• GOAL OF THE EXERCISE:
An exact retyping of every record is required.

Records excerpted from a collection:
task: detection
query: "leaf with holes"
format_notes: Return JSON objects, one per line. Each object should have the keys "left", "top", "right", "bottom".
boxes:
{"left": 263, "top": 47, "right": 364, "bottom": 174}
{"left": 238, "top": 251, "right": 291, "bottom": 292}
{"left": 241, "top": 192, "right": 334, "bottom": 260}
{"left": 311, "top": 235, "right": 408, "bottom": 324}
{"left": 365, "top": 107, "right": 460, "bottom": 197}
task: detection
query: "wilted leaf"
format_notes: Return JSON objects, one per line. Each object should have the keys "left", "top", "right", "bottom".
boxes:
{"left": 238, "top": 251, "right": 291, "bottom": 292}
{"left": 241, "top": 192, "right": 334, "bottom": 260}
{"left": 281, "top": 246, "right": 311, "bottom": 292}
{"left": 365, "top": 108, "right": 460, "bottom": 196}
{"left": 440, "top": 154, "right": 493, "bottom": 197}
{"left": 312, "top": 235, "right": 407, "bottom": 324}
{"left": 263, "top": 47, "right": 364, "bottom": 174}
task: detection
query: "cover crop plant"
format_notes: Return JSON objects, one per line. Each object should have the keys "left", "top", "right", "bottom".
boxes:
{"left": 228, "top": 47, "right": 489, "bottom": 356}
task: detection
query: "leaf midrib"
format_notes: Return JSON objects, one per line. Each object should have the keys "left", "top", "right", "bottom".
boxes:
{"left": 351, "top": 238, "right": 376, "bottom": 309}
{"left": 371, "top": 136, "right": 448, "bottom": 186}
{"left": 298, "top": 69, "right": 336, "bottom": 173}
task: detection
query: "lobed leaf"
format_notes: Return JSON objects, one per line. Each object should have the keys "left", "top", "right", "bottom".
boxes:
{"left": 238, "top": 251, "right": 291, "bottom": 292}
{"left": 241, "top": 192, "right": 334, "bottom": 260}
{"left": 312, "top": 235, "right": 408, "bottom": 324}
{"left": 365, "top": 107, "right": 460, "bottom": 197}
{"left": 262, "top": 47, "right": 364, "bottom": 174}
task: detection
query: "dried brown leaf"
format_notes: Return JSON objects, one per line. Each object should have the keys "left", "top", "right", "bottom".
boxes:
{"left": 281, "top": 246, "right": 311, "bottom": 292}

• EXERCISE RESPONSE:
task: detection
query: "leaf with holes"
format_notes: Return JSON objects, one per line. Each object should have the keys "left", "top", "right", "bottom".
boxes:
{"left": 263, "top": 47, "right": 364, "bottom": 174}
{"left": 238, "top": 251, "right": 291, "bottom": 292}
{"left": 241, "top": 192, "right": 334, "bottom": 260}
{"left": 311, "top": 235, "right": 408, "bottom": 324}
{"left": 365, "top": 107, "right": 460, "bottom": 197}
task: detection
query: "wilted leaf"
format_notes: Return JSON objects, one per line. Each object should have the keys "left", "top", "right", "bottom".
boxes:
{"left": 238, "top": 251, "right": 291, "bottom": 292}
{"left": 241, "top": 192, "right": 334, "bottom": 260}
{"left": 281, "top": 246, "right": 311, "bottom": 292}
{"left": 365, "top": 108, "right": 460, "bottom": 196}
{"left": 440, "top": 154, "right": 493, "bottom": 197}
{"left": 312, "top": 235, "right": 407, "bottom": 324}
{"left": 263, "top": 47, "right": 364, "bottom": 174}
task: detection
query: "cover crop plant"
format_notes: Return JSON objects, one per line. Each object should have the keys "left", "top", "right", "bottom".
boxes:
{"left": 228, "top": 47, "right": 489, "bottom": 356}
task: detection
query: "leaf midrib"
format_notes: Return JSON objects, one per line. Each object should have the keys "left", "top", "right", "bottom".
boxes:
{"left": 351, "top": 238, "right": 376, "bottom": 309}
{"left": 371, "top": 136, "right": 448, "bottom": 186}
{"left": 298, "top": 69, "right": 336, "bottom": 173}
task: detection
query: "lobed leaf"
format_notes: Return JSON objects, one per line. Each object should have the keys "left", "top", "right", "bottom".
boxes:
{"left": 238, "top": 251, "right": 291, "bottom": 292}
{"left": 241, "top": 192, "right": 334, "bottom": 260}
{"left": 312, "top": 235, "right": 408, "bottom": 324}
{"left": 365, "top": 107, "right": 460, "bottom": 197}
{"left": 262, "top": 47, "right": 364, "bottom": 174}
task: detection
query: "dried brown leaf"
format_notes: Return JSON objects, one per line. Each object should have the keys "left", "top", "right", "bottom".
boxes:
{"left": 281, "top": 246, "right": 311, "bottom": 292}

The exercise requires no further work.